* Written tasks:
[a] Rewrite the passage of the blog post about characters' food from "I can see that, unless" up to and including "of her adventures.", changing "coffee" to "tea".
[b] Write the next part of the blog post about what characters' food reveals, picking up after its last sentence.

Making a meal of things.


Welcome back to another blog hop, with #OpenBook. Here’s this week’s prompt.

Don’t forget to click the purple button to see what everyone else has to say on this week’s subject. It’s at the end of my post.


What does the food your characters eat reveal about their personality?


I can see that, unless I’m careful, Andorra Pett is going to get mentioned a lot here. I could write the whole post about her eating habits, she’s never met a calorie she didn’t like. Food, for many reasons, features large in Andorra’s life. She’s always ready for coffee and cake, a lot of her best work has been fuelled that way. With her partner Derek, who runs the farm on the space station, she’s invented a way of farming Lobsters in space, which provides a running thread through most of her adventures.


Dragging the emphasis away from Andorra, I think that food is one of those things that doesn’t get enough attention, either in world-building or as a driver of the plot. As it’s a basic part of life, it can be used in all sorts of ways to enhance and move a story.


You can learn a lot about a place by the way the locals eat.

* Dataset entries:
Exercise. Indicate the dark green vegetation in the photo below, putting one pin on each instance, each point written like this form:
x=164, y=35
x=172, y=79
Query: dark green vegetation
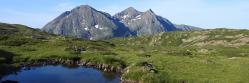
x=217, y=56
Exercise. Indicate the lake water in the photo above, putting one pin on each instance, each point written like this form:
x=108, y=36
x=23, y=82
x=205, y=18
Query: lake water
x=62, y=74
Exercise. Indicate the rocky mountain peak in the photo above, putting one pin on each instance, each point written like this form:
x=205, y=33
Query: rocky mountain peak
x=150, y=12
x=86, y=22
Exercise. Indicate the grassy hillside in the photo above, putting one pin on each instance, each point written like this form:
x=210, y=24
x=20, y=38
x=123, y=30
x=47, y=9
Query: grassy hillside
x=217, y=56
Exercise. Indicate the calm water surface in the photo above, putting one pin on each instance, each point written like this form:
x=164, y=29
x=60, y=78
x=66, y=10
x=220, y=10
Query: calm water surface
x=62, y=74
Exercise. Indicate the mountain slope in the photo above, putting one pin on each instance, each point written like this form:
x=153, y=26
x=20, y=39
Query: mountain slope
x=215, y=56
x=83, y=22
x=89, y=23
x=144, y=23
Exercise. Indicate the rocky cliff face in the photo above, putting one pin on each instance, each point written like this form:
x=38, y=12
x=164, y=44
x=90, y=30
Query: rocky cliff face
x=144, y=23
x=84, y=22
x=89, y=23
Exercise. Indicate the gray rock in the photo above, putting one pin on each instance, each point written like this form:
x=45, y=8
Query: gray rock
x=89, y=23
x=144, y=23
x=83, y=22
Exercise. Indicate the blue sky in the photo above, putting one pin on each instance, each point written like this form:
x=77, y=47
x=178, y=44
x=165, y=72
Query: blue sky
x=201, y=13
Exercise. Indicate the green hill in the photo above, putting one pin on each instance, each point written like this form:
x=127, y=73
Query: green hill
x=216, y=55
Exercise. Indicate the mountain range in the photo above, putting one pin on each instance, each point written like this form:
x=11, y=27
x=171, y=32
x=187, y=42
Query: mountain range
x=86, y=22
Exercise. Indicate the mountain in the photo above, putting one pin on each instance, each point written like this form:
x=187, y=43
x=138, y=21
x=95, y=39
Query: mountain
x=84, y=22
x=222, y=53
x=144, y=23
x=89, y=23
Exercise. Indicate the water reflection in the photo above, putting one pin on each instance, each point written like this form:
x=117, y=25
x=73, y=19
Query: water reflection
x=62, y=74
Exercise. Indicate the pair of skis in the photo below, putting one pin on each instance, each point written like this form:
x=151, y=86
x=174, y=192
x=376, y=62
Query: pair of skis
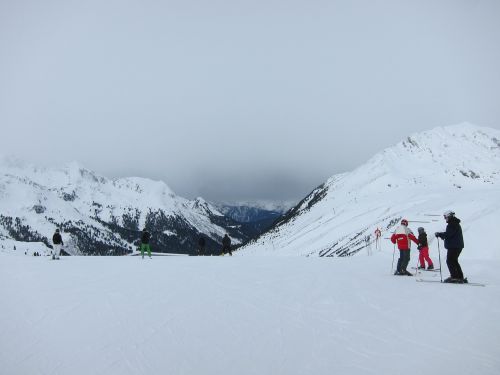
x=439, y=281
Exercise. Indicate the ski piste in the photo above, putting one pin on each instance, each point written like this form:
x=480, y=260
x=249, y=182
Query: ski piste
x=421, y=269
x=439, y=281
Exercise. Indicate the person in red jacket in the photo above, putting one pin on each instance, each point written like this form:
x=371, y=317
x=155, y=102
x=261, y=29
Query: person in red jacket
x=403, y=237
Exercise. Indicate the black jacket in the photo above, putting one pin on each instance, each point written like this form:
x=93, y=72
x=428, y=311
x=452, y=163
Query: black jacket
x=422, y=240
x=57, y=239
x=201, y=242
x=145, y=237
x=226, y=242
x=453, y=238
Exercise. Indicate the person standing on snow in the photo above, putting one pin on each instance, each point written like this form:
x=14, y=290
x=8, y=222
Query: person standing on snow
x=454, y=243
x=226, y=245
x=201, y=246
x=145, y=237
x=403, y=237
x=58, y=243
x=423, y=248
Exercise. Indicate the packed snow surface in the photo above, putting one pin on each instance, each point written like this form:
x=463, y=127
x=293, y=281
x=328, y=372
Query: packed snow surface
x=244, y=315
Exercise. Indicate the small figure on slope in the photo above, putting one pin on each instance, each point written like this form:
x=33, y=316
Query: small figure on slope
x=58, y=243
x=423, y=248
x=403, y=237
x=201, y=246
x=454, y=243
x=145, y=237
x=226, y=245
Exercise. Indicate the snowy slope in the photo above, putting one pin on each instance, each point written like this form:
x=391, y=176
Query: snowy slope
x=243, y=315
x=455, y=167
x=99, y=215
x=246, y=212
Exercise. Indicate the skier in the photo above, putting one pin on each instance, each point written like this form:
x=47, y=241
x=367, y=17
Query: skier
x=58, y=242
x=423, y=248
x=145, y=237
x=378, y=234
x=226, y=245
x=454, y=243
x=201, y=246
x=402, y=236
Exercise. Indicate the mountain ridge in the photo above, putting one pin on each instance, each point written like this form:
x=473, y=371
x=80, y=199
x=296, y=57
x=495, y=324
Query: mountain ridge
x=454, y=167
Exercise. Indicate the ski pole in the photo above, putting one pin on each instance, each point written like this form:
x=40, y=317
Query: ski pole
x=440, y=267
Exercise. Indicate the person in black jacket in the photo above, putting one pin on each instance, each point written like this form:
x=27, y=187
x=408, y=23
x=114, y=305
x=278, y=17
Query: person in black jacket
x=226, y=245
x=201, y=246
x=58, y=243
x=145, y=237
x=454, y=243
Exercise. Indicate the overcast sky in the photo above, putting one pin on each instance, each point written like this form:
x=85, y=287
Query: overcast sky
x=237, y=99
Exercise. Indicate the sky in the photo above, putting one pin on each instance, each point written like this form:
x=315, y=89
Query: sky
x=239, y=100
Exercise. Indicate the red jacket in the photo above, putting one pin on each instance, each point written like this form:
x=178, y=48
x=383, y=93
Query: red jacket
x=402, y=237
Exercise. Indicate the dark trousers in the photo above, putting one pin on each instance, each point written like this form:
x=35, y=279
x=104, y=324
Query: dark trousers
x=453, y=265
x=404, y=259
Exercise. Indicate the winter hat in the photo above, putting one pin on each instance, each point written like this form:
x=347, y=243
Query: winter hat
x=448, y=214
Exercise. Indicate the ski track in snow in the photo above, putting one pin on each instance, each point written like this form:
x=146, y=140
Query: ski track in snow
x=243, y=315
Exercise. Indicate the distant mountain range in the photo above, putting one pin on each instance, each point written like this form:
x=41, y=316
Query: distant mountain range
x=100, y=216
x=455, y=167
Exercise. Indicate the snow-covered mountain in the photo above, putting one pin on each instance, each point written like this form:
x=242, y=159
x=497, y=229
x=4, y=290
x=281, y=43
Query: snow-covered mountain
x=103, y=216
x=455, y=167
x=255, y=217
x=252, y=211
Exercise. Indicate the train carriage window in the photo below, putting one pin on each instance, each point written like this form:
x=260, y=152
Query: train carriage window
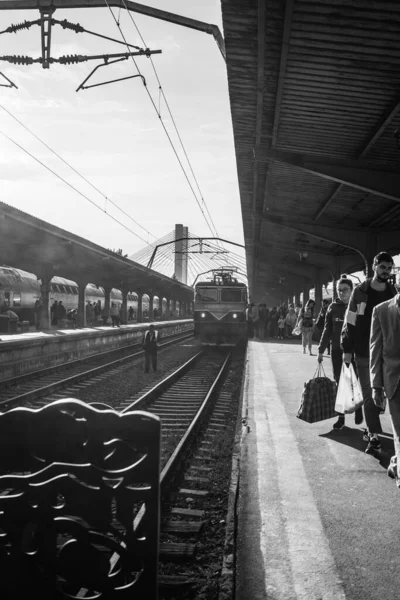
x=228, y=295
x=16, y=299
x=206, y=295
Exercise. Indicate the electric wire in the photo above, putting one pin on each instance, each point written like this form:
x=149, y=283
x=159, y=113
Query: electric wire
x=161, y=91
x=73, y=169
x=162, y=122
x=70, y=185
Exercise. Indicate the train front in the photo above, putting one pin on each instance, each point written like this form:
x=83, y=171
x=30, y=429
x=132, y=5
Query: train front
x=219, y=313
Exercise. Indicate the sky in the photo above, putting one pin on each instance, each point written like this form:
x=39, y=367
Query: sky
x=112, y=134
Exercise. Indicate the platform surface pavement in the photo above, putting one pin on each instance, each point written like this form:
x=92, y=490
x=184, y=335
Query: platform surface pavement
x=318, y=519
x=33, y=333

* Written answers:
[a]
I can see that, unless I’m careful, Andorra Pett is going to get mentioned a lot here. I could write the whole post about her eating habits, she’s never met a calorie she didn’t like. Food, for many reasons, features large in Andorra’s life. She’s always ready for tea and cake, a lot of her best work has been fuelled that way. With her partner Derek, who runs the farm on the space station, she’s invented a way of farming Lobsters in space, which provides a running thread through most of her adventures.

[b]
For example, even though all the inhabitants of Reevis, in my novel Ribbonworld live on an airless planet under a dome, there is still room for a farm, producing high-quality meat, vegetables, fish and fruit. It produces everything that you need to live well, thanks to its unique ability to control climate and growing conditions. Naturally, you can import luxuries but they are expensive and frowned upon by the locals, who extol the virtues of “Dome Made” produce. This comparison is used throughout the plot, to show the difference between locals and off-worlders.


Then there is the planet Fallop. A dystopian world, featured in my novel The Hitman and the Thief. It’s a place ruled by an unseen and omnipotent dictator, where all the dirty jobs that scar other planets environments are undertaken. The population lives in fear and ignorance, the food here is heavily processed and tasteless. Unless you are one of the elite, where it’s as good as you would find anywhere else.


In my novel Life and Other Dreams, the colonists on the planet Ecias have to learn to use the food that they find on their new home to supplement their supplies. Naturally, they must be careful not to cross-contaminate the local flora and fauna with the things they’ve bought from Earth. Fortunately, the monthly supply ship brings them beer and other essentials, at least until they can produce their own.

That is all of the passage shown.